WORK REQUEST:
Please reproduce every entry, keeping each one exact.

*** DATA SECTION ***

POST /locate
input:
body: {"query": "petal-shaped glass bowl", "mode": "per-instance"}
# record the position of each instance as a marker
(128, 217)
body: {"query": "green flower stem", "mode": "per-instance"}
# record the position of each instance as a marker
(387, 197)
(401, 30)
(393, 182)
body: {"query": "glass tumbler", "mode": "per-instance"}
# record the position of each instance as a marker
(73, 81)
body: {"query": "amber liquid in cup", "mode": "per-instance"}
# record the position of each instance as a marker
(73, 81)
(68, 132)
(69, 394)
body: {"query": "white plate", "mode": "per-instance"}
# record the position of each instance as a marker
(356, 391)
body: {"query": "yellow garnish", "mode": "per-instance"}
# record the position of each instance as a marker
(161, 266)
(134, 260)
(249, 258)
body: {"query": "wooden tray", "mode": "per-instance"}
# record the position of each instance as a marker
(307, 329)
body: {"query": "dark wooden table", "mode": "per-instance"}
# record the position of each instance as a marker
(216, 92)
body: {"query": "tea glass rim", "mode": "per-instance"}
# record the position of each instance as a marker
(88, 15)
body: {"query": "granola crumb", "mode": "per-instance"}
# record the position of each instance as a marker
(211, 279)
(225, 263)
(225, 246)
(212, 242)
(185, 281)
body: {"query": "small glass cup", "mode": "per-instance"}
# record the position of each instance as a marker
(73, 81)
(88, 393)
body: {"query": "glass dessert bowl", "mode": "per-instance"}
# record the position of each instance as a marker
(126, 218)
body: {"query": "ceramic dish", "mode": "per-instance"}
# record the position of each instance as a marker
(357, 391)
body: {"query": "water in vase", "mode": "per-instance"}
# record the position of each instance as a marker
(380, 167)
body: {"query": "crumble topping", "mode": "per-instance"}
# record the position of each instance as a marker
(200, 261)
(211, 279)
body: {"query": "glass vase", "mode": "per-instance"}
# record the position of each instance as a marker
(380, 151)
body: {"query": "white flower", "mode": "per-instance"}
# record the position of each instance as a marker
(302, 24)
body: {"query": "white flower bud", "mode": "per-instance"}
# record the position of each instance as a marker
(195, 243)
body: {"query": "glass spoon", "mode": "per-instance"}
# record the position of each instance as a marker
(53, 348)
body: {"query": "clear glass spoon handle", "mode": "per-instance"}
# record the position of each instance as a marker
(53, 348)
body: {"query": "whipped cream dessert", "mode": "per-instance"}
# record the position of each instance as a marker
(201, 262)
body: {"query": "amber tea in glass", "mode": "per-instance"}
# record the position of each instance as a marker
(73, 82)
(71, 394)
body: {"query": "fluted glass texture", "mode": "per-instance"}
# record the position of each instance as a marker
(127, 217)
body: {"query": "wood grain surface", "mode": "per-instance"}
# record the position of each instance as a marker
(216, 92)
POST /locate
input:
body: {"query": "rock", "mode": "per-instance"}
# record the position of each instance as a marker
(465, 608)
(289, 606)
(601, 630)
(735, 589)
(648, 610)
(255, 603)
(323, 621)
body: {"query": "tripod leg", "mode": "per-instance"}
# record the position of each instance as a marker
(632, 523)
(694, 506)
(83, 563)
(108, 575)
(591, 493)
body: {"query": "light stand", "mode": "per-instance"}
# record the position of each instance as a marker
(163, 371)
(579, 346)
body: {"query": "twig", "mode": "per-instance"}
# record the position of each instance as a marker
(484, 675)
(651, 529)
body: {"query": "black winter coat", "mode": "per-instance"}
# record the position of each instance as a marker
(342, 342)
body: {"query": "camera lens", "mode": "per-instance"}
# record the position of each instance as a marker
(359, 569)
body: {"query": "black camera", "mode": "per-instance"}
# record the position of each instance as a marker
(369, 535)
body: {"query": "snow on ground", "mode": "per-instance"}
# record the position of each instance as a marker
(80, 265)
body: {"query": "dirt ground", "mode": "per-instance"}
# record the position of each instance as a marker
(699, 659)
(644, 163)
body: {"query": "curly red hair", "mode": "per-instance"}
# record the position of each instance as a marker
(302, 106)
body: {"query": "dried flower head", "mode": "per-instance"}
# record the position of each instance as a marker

*** End of DATA SECTION ***

ANSWER BOX:
POST /locate
input:
body: {"query": "petal-shaped glass bowl", "mode": "per-instance"}
# record the position of each instance as a marker
(128, 217)
body: {"query": "green flower stem", "mode": "per-instance"}
# record the position of each instance as a marker
(387, 197)
(401, 30)
(393, 182)
body: {"query": "glass tumbler", "mode": "per-instance"}
# record the position of each instance as a marker
(73, 81)
body: {"query": "amber liquid in cup", "mode": "per-instance"}
# record the position of each instance as a marker
(73, 81)
(68, 132)
(69, 394)
body: {"query": "white plate", "mode": "per-instance"}
# record the position of each instance as a marker
(356, 391)
body: {"query": "yellow garnish", "mode": "per-instance"}
# record the position of each instance as a marker
(161, 266)
(134, 260)
(249, 258)
body: {"query": "wooden tray", "mode": "per-instance"}
# record the position of each instance as a marker
(307, 329)
body: {"query": "dark wooden table", "mode": "per-instance"}
# record the position of each instance as a marker
(216, 92)
body: {"query": "tea glass rim", "mode": "per-instance"}
# record the position of each instance as a marker
(88, 15)
body: {"query": "granola crumb", "mode": "per-instance"}
# record the position of each instance as a marker
(211, 279)
(225, 263)
(225, 246)
(212, 242)
(185, 281)
body: {"query": "small glass cup", "mode": "per-instance"}
# record the position of each instance as a marker
(73, 81)
(88, 393)
body: {"query": "glass dessert bowl", "mode": "per-instance"}
# record the position of each instance as a marker
(126, 218)
body: {"query": "ceramic dish", "mode": "per-instance"}
# record the position of each instance as a marker
(357, 391)
body: {"query": "water in vase", "mode": "per-instance"}
# record the position of each instance as a marker
(380, 167)
body: {"query": "crumble topping", "mode": "per-instance"}
# record the position of each instance as a marker
(200, 261)
(211, 279)
body: {"query": "glass vase", "mode": "per-instance"}
# record the position of each instance as a marker
(380, 151)
body: {"query": "white flower", "mode": "per-instance"}
# record the position of each instance as a marker
(302, 24)
body: {"query": "white flower bud", "mode": "per-instance"}
# record the position of each instance as a marker
(195, 243)
body: {"query": "glass spoon", "mode": "per-instance"}
# record the position of each instance as a marker
(53, 348)
body: {"query": "clear glass spoon handle", "mode": "per-instance"}
# record the position of each instance as a marker
(53, 348)
body: {"query": "whipped cream dessert", "mode": "per-instance"}
# record the position of each instance as a marker
(201, 262)
body: {"query": "amber tea in glass", "mode": "per-instance"}
# record the position of each instance as a marker
(73, 82)
(71, 394)
body: {"query": "fluted glass texture", "mode": "per-instance"}
# record the position of each instance as a marker
(127, 217)
body: {"query": "wood grain surface", "mode": "per-instance"}
# record the position of each instance as a marker
(216, 92)
POST /locate
input:
body: {"query": "rock", "mode": "per-instance"}
# record the position of each instance as a marker
(465, 608)
(289, 606)
(601, 630)
(735, 589)
(648, 610)
(255, 603)
(323, 621)
body: {"query": "tripod leg", "mode": "per-instance"}
# record the position of each instance as a marker
(632, 523)
(694, 506)
(83, 563)
(108, 575)
(591, 493)
body: {"query": "light stand", "mode": "per-instance"}
# record the position of each instance as a marker
(163, 371)
(579, 346)
body: {"query": "twig", "mode": "per-instance"}
# record the position of each instance as a marker
(484, 675)
(651, 529)
body: {"query": "black winter coat", "mode": "per-instance"}
# record the position of each instance as a marker
(342, 342)
body: {"query": "camera lens", "mode": "per-instance"}
# record the position of each instance as a marker
(359, 569)
body: {"query": "black camera", "mode": "per-instance"}
# record the position of each instance as a marker
(369, 535)
body: {"query": "snow on ground", "mode": "per-instance"}
# record the position of each instance as a marker
(80, 265)
body: {"query": "dirt ground", "mode": "per-instance"}
# record the position of each instance as a marker
(699, 659)
(644, 163)
body: {"query": "curly red hair", "mode": "per-instance"}
# record the position of each instance as a marker
(302, 106)
body: {"query": "dried flower head", "mode": "per-instance"}
# record the position of each instance as a marker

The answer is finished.